• Exercise:
From the line containing "Practice step: find the flower bud" through the last line of the data, return those lines exactly as written and nothing more.

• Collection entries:
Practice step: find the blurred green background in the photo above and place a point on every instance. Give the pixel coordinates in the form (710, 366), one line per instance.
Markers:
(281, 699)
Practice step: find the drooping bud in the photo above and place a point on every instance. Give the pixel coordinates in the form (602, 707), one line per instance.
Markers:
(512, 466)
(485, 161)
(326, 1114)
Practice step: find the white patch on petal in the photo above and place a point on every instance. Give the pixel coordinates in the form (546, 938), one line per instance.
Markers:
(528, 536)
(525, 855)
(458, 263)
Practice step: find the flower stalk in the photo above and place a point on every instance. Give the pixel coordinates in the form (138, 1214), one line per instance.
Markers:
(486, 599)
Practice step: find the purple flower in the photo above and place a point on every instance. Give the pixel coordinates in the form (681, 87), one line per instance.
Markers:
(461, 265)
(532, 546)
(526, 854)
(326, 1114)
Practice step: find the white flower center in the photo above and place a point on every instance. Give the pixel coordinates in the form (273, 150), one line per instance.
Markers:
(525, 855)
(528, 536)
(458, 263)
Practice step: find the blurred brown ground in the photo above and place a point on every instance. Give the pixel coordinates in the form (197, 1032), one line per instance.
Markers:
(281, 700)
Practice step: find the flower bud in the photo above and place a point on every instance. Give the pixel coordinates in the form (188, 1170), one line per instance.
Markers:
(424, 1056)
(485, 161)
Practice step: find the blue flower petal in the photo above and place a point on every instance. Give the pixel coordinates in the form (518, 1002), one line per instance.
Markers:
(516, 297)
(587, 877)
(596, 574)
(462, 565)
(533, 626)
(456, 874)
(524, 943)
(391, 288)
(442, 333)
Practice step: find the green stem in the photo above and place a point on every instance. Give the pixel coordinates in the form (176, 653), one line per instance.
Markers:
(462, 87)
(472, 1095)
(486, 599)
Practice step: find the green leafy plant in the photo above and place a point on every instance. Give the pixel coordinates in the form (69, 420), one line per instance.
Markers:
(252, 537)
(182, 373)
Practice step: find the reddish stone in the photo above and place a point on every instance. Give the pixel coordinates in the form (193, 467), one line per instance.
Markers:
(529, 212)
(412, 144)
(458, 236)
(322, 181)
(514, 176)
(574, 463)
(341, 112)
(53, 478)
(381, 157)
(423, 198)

• Complete output:
Practice step: find the flower bud in the photo above and place a point on every instance. Give the pixel coordinates in the form (188, 1170), one line per instance.
Markers:
(424, 1056)
(485, 161)
Practice step: find the blue flower petal in the photo above and place a point on every instance. Give the pixel coordinates in the form (518, 1002), one line per instance.
Markers:
(516, 297)
(587, 877)
(596, 574)
(462, 565)
(533, 626)
(456, 874)
(524, 943)
(391, 288)
(442, 333)
Practice step: find the green stem in the photo above and place a point on every instance. Give the pixel coordinates in the form (176, 653), one line per instance.
Markers:
(462, 87)
(472, 1095)
(486, 599)
Practice step: find the green leafy plant in the photo above and place a point on every instance. Give the pixel coordinates in the form (69, 420), one line per instance.
Markers:
(252, 537)
(182, 373)
Practice step: find the reddish stone in the photo above and place a point on every instance. Give the pixel coordinates in the form (193, 467), one line per instance.
Markers:
(529, 212)
(412, 144)
(458, 236)
(322, 181)
(514, 176)
(574, 463)
(341, 112)
(53, 478)
(381, 157)
(423, 198)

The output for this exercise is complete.